**TASK PROMPT**
Copy every line of the listing exactly.

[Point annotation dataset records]
Start
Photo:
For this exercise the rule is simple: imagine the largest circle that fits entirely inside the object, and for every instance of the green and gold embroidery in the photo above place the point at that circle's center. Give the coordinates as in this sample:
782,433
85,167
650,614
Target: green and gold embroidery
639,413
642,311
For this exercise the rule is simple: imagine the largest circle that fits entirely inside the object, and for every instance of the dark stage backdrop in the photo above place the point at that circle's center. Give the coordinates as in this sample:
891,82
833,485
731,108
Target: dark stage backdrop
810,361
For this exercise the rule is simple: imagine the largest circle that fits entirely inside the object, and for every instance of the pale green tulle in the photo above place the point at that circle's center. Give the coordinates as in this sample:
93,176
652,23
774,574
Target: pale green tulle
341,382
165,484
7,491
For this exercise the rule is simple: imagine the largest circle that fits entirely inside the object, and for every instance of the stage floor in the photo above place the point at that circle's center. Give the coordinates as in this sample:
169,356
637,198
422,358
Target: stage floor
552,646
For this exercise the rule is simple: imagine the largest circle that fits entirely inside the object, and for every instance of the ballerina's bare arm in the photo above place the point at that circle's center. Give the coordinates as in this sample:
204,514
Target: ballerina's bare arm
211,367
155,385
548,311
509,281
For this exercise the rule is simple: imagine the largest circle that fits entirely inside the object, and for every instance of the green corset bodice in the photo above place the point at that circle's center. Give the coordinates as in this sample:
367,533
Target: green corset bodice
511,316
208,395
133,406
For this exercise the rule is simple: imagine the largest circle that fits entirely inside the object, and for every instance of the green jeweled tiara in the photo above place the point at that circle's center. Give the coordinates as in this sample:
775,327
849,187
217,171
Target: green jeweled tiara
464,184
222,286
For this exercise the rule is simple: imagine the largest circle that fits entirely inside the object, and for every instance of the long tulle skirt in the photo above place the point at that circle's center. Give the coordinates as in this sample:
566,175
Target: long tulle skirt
End
**ANSWER TO THE EXERCISE**
Photo:
For this exercise the rule is simple: imagine the largest circle that fits entirely inside the object, and for every instance of the green and gold embroidery in the photo above place the point at that circle's center. Give the coordinates as in this sample:
782,433
85,167
650,614
Target: green and gold embroidery
639,413
642,311
For this exercise the rule is simple: imagine the largest circle that fits entirely inside the object, and for every instance of the dark stage backdrop in the photo above place the point at that circle's center. Give the coordinates as in this sample:
891,82
833,485
731,108
Target: dark stage backdrop
810,361
For this exercise the rule is simple: imagine the largest circle that fits entirely inside the object, and for every instance of the pale green tulle in the photo above place the point at that circle's center. Give the coordinates as in this sample:
93,176
652,23
774,574
Target: pale green tulle
341,382
165,484
7,491
For this exercise the rule is simple: imagine the largest circle that fits entirely inside the object, and for every instance of the stage floor in the photo above place the point at that circle's center. Give the coordinates as in this sample:
169,356
637,198
422,358
Target: stage floor
552,646
For this exercise the rule is simple: imagine the largest circle that fits entirely inside the object, and for every instance of the ballerina's bare arm in the photo above place the point at that circle's center. Give the coordinates as in this sample:
204,514
Target: ballerina's bare arm
211,367
155,385
548,311
509,281
For this exercise the rule is simple: imagine the largest circle that fits entirely inside the object, and for every instance of the green corset bodice in the photo above place the point at that circle's center. Give the coordinates as in this sample:
367,533
Target: green corset bodice
511,316
208,395
133,406
For this exercise the rule is simple: imagine the largest circle that fits entirely inside the object, and for every instance of the green jeweled tiara in the photo above place the point at that circle's center. Give the coordinates as in this sample:
775,327
849,187
217,171
Target: green jeweled tiara
464,184
222,286
For this exercise the rule is simple: imagine the largest circle that fits entirely inside the object, and for every instance of the long tulle skirt in the photo above place the point at that circle's center. Give the coordinates as in this sample:
566,175
Target: long tulle skirt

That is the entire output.